[Location annotation dataset excerpts]
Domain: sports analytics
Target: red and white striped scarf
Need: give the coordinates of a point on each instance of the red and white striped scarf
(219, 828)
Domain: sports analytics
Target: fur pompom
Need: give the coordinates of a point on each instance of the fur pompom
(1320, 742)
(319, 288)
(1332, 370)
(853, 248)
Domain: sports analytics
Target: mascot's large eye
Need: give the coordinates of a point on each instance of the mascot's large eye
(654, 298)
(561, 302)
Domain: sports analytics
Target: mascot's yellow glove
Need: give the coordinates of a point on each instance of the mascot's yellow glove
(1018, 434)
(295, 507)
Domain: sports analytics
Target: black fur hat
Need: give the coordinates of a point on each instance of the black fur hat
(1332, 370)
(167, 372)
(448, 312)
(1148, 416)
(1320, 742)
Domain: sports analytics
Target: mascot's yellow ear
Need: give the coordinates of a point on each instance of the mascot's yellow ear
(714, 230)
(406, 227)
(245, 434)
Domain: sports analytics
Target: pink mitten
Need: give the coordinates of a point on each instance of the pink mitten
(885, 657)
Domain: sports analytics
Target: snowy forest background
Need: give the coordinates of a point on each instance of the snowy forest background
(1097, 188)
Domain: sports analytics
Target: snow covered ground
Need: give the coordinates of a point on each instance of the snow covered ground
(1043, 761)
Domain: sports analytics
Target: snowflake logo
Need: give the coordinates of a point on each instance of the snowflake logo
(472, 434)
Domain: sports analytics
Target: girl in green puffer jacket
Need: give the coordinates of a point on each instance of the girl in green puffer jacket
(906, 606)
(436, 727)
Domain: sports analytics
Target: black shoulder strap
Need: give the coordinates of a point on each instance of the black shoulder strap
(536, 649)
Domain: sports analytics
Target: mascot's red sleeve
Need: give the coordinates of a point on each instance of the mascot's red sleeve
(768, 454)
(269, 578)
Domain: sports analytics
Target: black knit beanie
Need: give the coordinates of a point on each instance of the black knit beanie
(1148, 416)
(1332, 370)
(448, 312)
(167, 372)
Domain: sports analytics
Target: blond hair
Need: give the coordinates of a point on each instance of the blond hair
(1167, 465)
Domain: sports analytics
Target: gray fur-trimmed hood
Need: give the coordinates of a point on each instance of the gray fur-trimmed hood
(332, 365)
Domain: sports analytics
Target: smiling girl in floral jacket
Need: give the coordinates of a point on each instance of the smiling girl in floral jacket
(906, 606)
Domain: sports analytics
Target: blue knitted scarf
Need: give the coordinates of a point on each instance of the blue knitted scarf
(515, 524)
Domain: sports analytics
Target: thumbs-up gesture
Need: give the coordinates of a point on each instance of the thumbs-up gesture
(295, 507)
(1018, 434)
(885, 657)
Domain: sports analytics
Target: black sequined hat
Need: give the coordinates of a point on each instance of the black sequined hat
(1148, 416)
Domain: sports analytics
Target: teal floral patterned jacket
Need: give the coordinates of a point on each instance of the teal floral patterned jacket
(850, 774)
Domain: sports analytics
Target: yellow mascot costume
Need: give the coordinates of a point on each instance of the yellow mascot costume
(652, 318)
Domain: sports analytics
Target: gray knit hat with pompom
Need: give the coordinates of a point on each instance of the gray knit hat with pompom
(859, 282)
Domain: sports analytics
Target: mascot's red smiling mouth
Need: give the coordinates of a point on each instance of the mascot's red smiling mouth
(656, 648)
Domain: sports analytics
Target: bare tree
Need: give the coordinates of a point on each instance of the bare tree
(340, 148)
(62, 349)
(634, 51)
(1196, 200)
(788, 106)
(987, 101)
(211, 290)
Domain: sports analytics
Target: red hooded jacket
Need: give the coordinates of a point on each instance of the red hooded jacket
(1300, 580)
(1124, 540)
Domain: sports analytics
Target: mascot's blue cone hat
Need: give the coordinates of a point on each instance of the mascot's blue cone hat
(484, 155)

WHAT YOU WILL DO. Repeat all entries. Match them exactly.

EXERCISE SOLUTION.
Domain: sports analytics
Target: red and white striped scarf
Need: give the coordinates of a point on each instance of the red and white striped scarf
(219, 828)
Domain: sports analytics
Target: fur pompom
Need: give the coordinates of a point on each instance of the fur pompom
(1320, 742)
(319, 288)
(1332, 370)
(853, 248)
Domain: sports analytics
Target: mascot's large eye
Need: give the coordinates of a point on each instance of the mascot's large eye
(654, 298)
(561, 302)
Domain: sports analytics
Target: mascot's yellow glove
Need: give the coordinates of a point on each instance of the mascot's yellow glove
(1018, 434)
(295, 507)
Domain: sports analytics
Target: black fur hat
Need: give the coordinates of a point on each instance of the black fur hat
(1332, 370)
(167, 372)
(448, 312)
(1148, 416)
(1320, 742)
Domain: sports analytics
Target: mascot's yellow ear
Need: give the coordinates of a point on each instance of the mascot's yellow ear
(714, 230)
(406, 227)
(245, 434)
Domain: sports analytics
Target: pink mitten
Need: give the coordinates of a point on each instance of the pink mitten
(885, 657)
Domain: sports analytics
Target: snowy forest background
Need: give the coordinates of a point on each instance of the snowy forest background
(1097, 188)
Domain: sports analytics
Target: snow covered ground
Need: give the coordinates of a point on each instance of the snow covered ground
(1043, 761)
Domain: sports analytics
Target: snowflake logo
Need: give the coordinates of a point on each instance of the snowflake logo
(472, 434)
Domain: sports analytics
Target: girl in green puffer jacket
Need: give the coordinates of a point on each instance of the girl in green puffer jacket
(906, 606)
(436, 727)
Domain: sports analytics
Target: black shoulder strap
Need: give the coordinates of a point on each instance of the black shoulder strap
(536, 649)
Domain: sports analytics
Target: mascot's red sleeve
Need: give the coordinates of a point on each instance of the mascot's red sleeve
(768, 454)
(269, 578)
Domain: sports analytics
Target: black knit beanie
Need: give the coordinates of a point on each instance of the black knit beanie
(1148, 416)
(1332, 370)
(448, 312)
(167, 372)
Domain: sports analytics
Target: blond hair
Need: give the coordinates of a point on each instance of the blond hair
(1167, 465)
Domain: sports analytics
Target: gray fur-trimmed hood
Need: give the coordinates of a point on each instance of the gray fur-trimmed hood
(332, 365)
Domain: sports analytics
Target: smiling girl in floral jacket
Need: give the coordinates of a point on each instance of the smiling girl in floral jacket
(906, 606)
Domain: sports analytics
Target: blue knitted scarf
Need: give the coordinates of a point on each instance of the blue knitted scarf
(515, 524)
Domain: sports analytics
Target: thumbs-up gesture
Need: give the coordinates of a point on each instance of the thumbs-up gesture
(295, 507)
(1018, 434)
(885, 657)
Domain: sports analytics
Target: black sequined hat
Need: give the coordinates of a point on each instance of the black sequined hat
(1148, 416)
Domain: sports analytics
Target: teal floral patterned jacket
Need: give the coordinates of a point on each instance of the teal floral patterned jacket
(850, 774)
Domain: sports analytics
Target: yellow mascot costume
Need: give the coordinates of a point on each instance of the yellow mascot costume
(652, 318)
Domain: sports analytics
Target: gray knit hat with pompom
Need: give the coordinates of a point on each instance of the gray knit hat with pompom
(859, 282)
Domain: sports analytics
Target: mascot's red smiling mouth
Need: give the coordinates of a point on each instance of the mascot's red smiling mouth
(656, 648)
Domain: sports analytics
Target: bare tree
Need: give the coordinates of a point on each instance of the bare tree
(340, 148)
(62, 349)
(634, 51)
(1196, 200)
(788, 106)
(987, 101)
(211, 290)
Domain: sports analytics
Target: red hooded jacket
Need: give the coordinates of a point on each instance of the red hooded jacket
(1300, 580)
(1124, 540)
Domain: sports analytics
Target: mascot's blue cone hat
Need: give the coordinates of a point on each instance of the mascot's blue cone hat
(484, 155)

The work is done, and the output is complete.